● **AIM OF THE EXERCISE**: Each entry must be restated word for word, with nothing omitted.

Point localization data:
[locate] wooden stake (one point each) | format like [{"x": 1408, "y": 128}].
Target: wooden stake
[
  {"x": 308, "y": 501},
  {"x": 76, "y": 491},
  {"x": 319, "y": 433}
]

● **ANSWER FOR THIS EXERCISE**:
[locate] wooden stake (one point each) | format like [{"x": 1408, "y": 128}].
Target: wooden stake
[
  {"x": 308, "y": 501},
  {"x": 76, "y": 491},
  {"x": 319, "y": 433}
]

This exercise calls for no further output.